Source extract ▸
>>

This seems to question Ocean consortium shareholding outside of the ROFO purchases (which were known to be in dispute).
I guess I have to add a little more opportunistically here to lower my cost basis. Price reaction is baffling however.
I don’t think the price reaction yesterday was baffling. The lawsuit news was definitely an incremental negative. It’s also becoming more clear that management and its allies are willing to go to great lengths to “steal” the company from shareholders at a low value.
I read the details of the ruling and agree with you Austin. $13.50 looks more likely now than $15.50 so the lower bid is my base case now.
News and filings regarding the $13.50 offer.
https://finance.yahoo.com/news/ehi-files-amended-transaction-statement-210000471.html
https://www.sec.gov/cgi-bin/browse-edgar?action=getcompany&CIK=0001517492&owner=exclude&count=40&hidefilings=0
IGC shares have been sold to Crawford (Chairman’s consortium) – ADS for $13.5 and Class B for $14.5. The same is likely to happen for GS shares. Both sale agreements leave IGC and GS upside is eventual company’s sale price will be higher.
https://www.sec.gov/Archives/edgar/data/1180453/000119312518247631/d604329dsc13da.htm
On the other side of this fight, Ctrip spun-off it’s interest in Shanghai XiCui – ownership of this entity was the key objection from the company (claiming Ctrip was competitor due to this) opposing higher offer. Ctrip still has not been granted access to perform due diligence.

<<

Dataset excerpt ▸

>>

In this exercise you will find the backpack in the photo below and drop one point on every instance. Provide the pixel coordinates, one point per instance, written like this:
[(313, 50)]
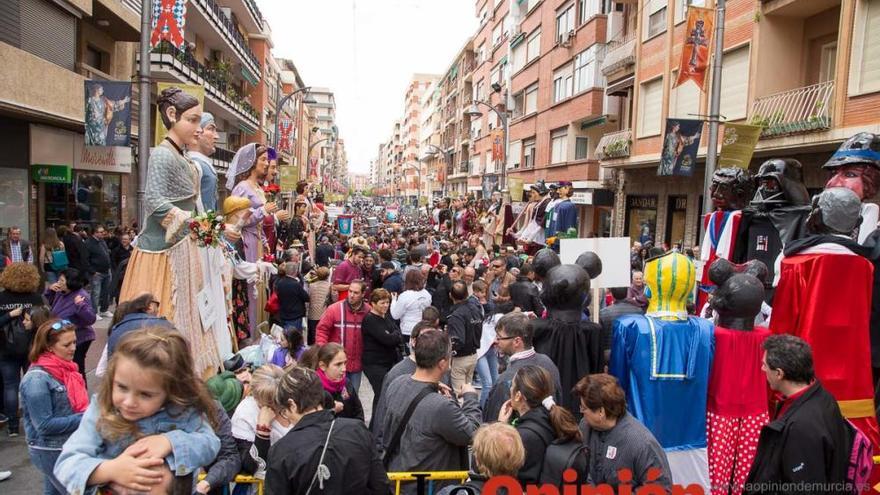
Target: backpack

<<

Requirements ▸
- A) Do these statements agree with the takeover discussion above? For each, answer yes or no and quote the words of the text that decide it.
(i) IGC's Class B shares were sold to Crawford for $14.5.
(ii) Ctrip has been granted access to perform due diligence.
(iii) One commenter now treats the $15.50 bid as the base case.
- B) Can you carry the takeover discussion forward from its final sentence?

Answers below ▸
- A)
(i) Yes: "ADS for $13.5 and Class B for $14.5."
(ii) No: "Ctrip still has not been granted access to perform due diligence."
(iii) No: "$13.50 looks more likely now than $15.50 so the lower bid is my base case now."

- B)
https://www.sec.gov/Archives/edgar/data/1269238/000110465918050359/a18-12799_1sc13e3a.htm
So is this good news or bad news?
so many players here. dt, so what do you think this means for the rest of us holding the ADS?
With share purchase agreements from IGC and GS Chairman’s consortium ($13.5 offer) now has more voting power than the Ocean/Ctrip consortium ($15.5 offer), but still not sufficient to close the deal outright (2/3 majority required). So this part of news was definitely negative. However, news that Ctrip has spun-off Shanghai XiCui is definitely a positive as EHIC board now lost the key argument for not engaging in further talks with Ctrip/Ocean.
I think this deal will close one way or another and with shares trading below the lower offer and activists fighting battles to increase the offer price I am quite comfortable holding the position.
I wish us small fries could cut the same purchase agreements with the Chairman and get taken out right now at $13.50.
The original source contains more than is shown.